Work instructions. Filter these entries down to the lines that hold the word "instance", and show each of them.

Information provided Start Marker

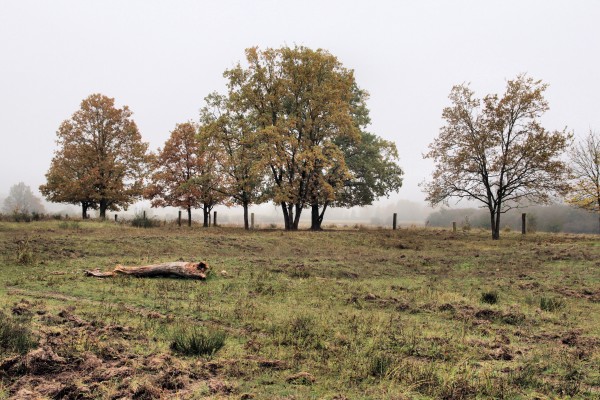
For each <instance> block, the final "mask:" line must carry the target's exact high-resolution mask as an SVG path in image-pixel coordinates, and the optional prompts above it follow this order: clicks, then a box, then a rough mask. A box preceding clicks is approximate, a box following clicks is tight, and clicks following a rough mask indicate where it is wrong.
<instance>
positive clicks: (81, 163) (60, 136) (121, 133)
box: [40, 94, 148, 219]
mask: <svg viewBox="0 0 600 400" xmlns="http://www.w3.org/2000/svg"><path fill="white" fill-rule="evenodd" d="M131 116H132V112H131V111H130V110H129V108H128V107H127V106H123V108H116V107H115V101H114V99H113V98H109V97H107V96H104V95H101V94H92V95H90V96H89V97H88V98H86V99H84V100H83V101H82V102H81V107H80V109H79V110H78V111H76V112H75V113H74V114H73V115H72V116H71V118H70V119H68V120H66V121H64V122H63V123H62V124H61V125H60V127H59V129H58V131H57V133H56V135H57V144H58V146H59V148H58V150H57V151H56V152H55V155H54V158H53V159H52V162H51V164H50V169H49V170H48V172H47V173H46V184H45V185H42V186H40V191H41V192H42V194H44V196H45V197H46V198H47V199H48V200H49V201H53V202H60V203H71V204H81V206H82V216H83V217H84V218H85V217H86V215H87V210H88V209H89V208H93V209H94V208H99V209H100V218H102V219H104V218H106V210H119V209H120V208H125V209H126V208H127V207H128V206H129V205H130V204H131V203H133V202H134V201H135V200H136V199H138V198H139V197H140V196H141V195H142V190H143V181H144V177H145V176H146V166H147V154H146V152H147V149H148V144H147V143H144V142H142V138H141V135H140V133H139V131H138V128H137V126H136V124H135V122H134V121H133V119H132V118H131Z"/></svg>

Information provided End Marker

Answer box.
For each <instance> block, the final "mask:" line must carry the target's exact high-resolution mask as an SVG path in image-pixel coordinates, and the optional prompts above it follow this order: clicks, then a box, then a rough mask. A box preceding clicks is approximate, a box following clicks is tight, and clicks following a rough mask indicate where it is wrong.
<instance>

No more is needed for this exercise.